▸ **Text segment**:

How Vidyasagar Bypassed Religion to Forge Social Reform

in Article
Published on: 03 November 2020

Amiya P. Sen

The author is a historian with an interest in the intellectual and cultural history of modern India, His biography of Vidyasagar is now in the press. He is currently Guest Editor, Religions (special issue on Hinduism). He also edits Summerhill, the biannual journal of IIAS, Shimla and is a Fellow of the Oxford Centre for Hindu Studies, Oxford.

Vidyasagar has been consistently charged with entertaining agnostic or atheistic ideas. While he never gave up his sacred thread, had a high regard for certain Brahmanical rites and for Brahmanhood in general, but little patience for specific daily rituals. Here, we look at Vidyasagar’s understanding of Brahmanism (Photo Courtesy: Erik Bjørn Pedersen/Wikimedia Commons)

In nineteenth-century Bengal, two figures who offer an interesting study in contrast are Raja Rammohun Roy (1772–1833) and Pundit Iswarchandra Vidyasagar (1820–-91). This is notwithstanding the fact that they were both Brahmans, closely associated with women-related reform and for that reason, forced to face the wrath of the Hindu orthodoxy alike. But there the similarity ends.

For Rammohun, the site of social reform lay in religion and contrary to popular perceptions, the radical content of his religious reformism was actually greater than that lying in the field of social reform. The uniqueness of Vidyasagar, on the other hand, lies in his deftly bypassing the issue of religion altogether as a key to understanding the travails of contemporary Hindu society or culture. Unlike Rammohun, Vidyasagar neither offered apologetic explanations addressed to the West or the English educated in India of the Hindu’s alleged social, religious or moral ‘decadence’, nor did he engage fellow Hindus in polemical battles over the same. Even when critical of certain Hindu ideas or practices,[1] he did not brazenly offend orthodox susceptibilities as did some members of Young Bengal or abandon his ancestral religion as even some Brahmans had been known to do.

▸ **Supplied records**:
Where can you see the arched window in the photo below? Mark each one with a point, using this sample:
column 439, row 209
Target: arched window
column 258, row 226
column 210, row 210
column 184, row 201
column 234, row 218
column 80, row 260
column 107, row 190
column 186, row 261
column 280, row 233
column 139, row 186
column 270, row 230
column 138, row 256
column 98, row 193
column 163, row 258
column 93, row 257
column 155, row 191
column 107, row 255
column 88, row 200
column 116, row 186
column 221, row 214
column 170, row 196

▸ **What you need to do**:
A. According to the article on Vidyasagar, where did Rammohun locate the site of social reform?
B. Reproduce the passage of the article on Vidyasagar from "How Vidyasagar Bypassed" to "Bjørn Pedersen/Wikimedia Commons)".

▸ **Task results**:
A. In religion.

B.
How Vidyasagar Bypassed Religion to Forge Social Reform

in Article
Published on: 03 November 2020

Amiya P. Sen

The author is a historian with an interest in the intellectual and cultural history of modern India, His biography of Vidyasagar is now in the press. He is currently Guest Editor, Religions (special issue on Hinduism). He also edits Summerhill, the biannual journal of IIAS, Shimla and is a Fellow of the Oxford Centre for Hindu Studies, Oxford.

Vidyasagar has been consistently charged with entertaining agnostic or atheistic ideas. While he never gave up his sacred thread, had a high regard for certain Brahmanical rites and for Brahmanhood in general, but little patience for specific daily rituals. Here, we look at Vidyasagar’s understanding of Brahmanism (Photo Courtesy: Erik Bjørn Pedersen/Wikimedia Commons)